[[ Data provided, beginning ]]

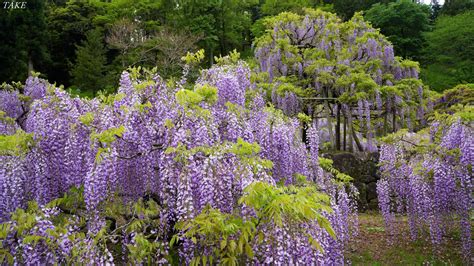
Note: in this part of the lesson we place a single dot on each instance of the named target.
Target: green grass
(372, 247)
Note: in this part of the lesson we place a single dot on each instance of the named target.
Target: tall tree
(454, 7)
(67, 24)
(450, 52)
(89, 69)
(24, 37)
(403, 23)
(346, 8)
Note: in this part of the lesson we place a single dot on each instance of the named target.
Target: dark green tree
(345, 9)
(403, 22)
(88, 72)
(67, 24)
(23, 38)
(454, 7)
(449, 55)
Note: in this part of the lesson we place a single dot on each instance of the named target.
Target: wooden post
(338, 127)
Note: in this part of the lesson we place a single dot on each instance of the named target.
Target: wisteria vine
(185, 150)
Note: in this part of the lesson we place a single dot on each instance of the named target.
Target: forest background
(85, 45)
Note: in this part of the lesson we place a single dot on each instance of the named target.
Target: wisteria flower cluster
(184, 150)
(333, 70)
(428, 176)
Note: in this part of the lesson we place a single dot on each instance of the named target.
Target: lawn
(372, 247)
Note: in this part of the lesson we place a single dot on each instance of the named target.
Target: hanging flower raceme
(429, 177)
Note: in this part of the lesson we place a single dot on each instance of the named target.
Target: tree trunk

[[ Data provided, end ]]

Assignment>
An exact repeat of the lines from the one containing "Target: wisteria vine" through the final line above, both included, is the whole answer.

Expected output>
Target: wisteria vine
(185, 150)
Note: in this part of the lesson we place a single dot on each instance of the named target.
Target: forest background
(85, 45)
Note: in this part of the lesson we place a single dot on each instance of the named target.
Target: wisteria flower cluster
(184, 150)
(333, 70)
(428, 176)
Note: in this part of the lesson we place a single dot on each instance of the named target.
Target: lawn
(372, 247)
Note: in this part of the lesson we place a single dot on each instance of the named target.
Target: hanging flower raceme
(429, 177)
Note: in this part of the lesson we place a single dot on each instance of the named target.
Target: tree trunk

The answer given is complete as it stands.